SHORT EXERCISE - Quote the part of the blog post below that opens with the words "And then you" and closes with "achievement in itself.", word for word.

SELECTED PASSAGE -

= = = =

And then you actually wake up. Face light. Face life. Let’s make us some coffee, latte here.

If you asked me to describe my life right now, I would tell you that I’m feeling lucky. And blessed. And happy. Most importantly, I genuinely mean it. People have been highly appreciative of my blog, the stats are improving, I have earned more than 4200 wonderful followers and its growing as we speak which is a tremendous achievement in itself.

Advertisement agencies are showing prodigious faith and promise. Reputed copyright agencies have tied up, they are closely monitoring and protecting my content. So, all those Sir’s and Madam’s who had issues on the authenticity and standard of my content should stop burning their midnight oil and better find somebody else to keep themselves busy. I was also being targeted for my subjective writings. Well, my writings are about myself, the life I have seen and lived thus far, the struggles I faced, my conflicts and confusions with my own self, with situations and people around, it’s about me losing my way, confidence and strength and discovering them back. I am important to me. My stories are important to me and they need to see the light of day. If somebody feels otherwise that’s not my problem. There will be hundreds of people wanting to write the life of a boxer mom or a reluctant politician or the reigning Chief Minister or social worker, thousands will attempt to write about their regions, its beauty or the lack of it, disturbances, terrorism etc. I am my subject, and trust me, nothing intrigues me more than my own self. Hence, Arunima Dutta shall remain my most important subject. Period.

= = = =

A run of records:
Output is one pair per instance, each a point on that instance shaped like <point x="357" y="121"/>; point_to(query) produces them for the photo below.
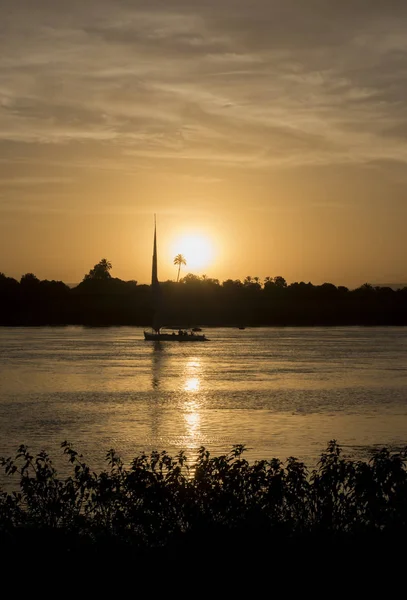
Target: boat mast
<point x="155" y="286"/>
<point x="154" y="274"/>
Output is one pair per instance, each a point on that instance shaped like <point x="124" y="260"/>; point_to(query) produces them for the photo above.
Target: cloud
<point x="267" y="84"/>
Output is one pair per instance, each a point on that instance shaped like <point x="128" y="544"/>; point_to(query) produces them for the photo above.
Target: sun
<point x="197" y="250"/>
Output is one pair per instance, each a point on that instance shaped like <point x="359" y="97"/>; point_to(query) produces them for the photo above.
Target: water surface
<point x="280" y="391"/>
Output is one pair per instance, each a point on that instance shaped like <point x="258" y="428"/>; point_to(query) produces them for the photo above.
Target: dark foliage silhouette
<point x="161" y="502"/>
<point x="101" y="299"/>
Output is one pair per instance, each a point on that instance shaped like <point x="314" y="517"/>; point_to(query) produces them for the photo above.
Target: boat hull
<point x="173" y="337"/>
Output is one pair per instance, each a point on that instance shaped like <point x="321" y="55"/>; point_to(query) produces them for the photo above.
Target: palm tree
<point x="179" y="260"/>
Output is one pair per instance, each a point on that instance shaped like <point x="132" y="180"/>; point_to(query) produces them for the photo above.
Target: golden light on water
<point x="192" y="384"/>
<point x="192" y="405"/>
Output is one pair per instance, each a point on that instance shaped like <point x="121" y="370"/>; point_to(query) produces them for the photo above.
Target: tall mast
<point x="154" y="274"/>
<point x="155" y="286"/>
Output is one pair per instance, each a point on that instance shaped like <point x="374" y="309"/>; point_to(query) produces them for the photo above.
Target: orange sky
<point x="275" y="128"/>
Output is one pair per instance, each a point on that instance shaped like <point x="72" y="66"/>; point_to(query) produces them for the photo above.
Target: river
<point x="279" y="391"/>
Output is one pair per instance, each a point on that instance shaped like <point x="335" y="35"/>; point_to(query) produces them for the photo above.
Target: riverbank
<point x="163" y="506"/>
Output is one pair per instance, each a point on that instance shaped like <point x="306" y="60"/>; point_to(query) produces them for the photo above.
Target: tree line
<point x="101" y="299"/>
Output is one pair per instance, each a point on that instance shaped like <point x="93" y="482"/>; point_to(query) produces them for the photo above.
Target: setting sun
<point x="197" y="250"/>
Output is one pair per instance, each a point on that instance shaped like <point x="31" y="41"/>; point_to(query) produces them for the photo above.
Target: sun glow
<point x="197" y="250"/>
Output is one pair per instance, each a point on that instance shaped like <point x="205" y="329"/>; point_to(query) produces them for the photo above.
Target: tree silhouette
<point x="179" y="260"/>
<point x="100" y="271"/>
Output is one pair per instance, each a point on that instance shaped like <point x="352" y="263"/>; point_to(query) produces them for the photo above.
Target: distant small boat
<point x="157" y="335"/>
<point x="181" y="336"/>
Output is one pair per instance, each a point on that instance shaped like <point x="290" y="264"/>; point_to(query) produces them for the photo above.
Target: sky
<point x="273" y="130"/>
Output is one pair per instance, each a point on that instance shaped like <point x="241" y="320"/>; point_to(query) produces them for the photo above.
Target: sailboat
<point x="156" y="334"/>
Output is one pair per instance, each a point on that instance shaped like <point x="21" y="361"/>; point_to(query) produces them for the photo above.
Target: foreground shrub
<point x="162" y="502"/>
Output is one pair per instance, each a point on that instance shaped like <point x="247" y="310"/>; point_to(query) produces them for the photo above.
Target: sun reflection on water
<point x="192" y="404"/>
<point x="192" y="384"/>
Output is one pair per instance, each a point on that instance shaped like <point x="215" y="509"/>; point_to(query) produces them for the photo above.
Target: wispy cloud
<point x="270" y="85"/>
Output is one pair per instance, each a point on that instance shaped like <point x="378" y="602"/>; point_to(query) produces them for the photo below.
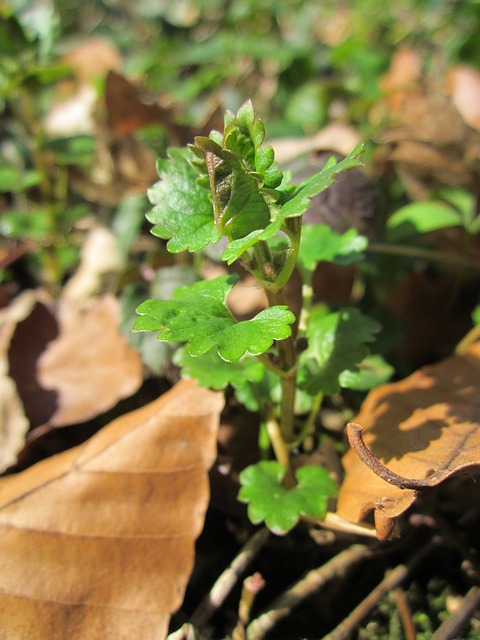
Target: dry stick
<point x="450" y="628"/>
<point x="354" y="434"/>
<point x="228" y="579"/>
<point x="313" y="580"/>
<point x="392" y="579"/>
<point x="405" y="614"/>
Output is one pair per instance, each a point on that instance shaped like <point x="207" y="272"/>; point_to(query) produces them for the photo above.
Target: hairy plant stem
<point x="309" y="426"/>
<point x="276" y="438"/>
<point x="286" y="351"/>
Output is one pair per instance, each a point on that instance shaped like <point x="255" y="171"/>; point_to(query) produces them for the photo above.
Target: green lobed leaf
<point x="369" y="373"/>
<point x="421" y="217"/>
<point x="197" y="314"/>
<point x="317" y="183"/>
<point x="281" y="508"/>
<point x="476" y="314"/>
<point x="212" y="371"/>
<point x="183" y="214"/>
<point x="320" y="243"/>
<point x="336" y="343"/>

= = = =

TASK RESULT -
And then you actually wake up. Face light. Face life. Let’s make us some coffee, latte here.

If you asked me to describe my life right now, I would tell you that I’m feeling lucky. And blessed. And happy. Most importantly, I genuinely mean it. People have been highly appreciative of my blog, the stats are improving, I have earned more than 4200 wonderful followers and its growing as we speak which is a tremendous achievement in itself.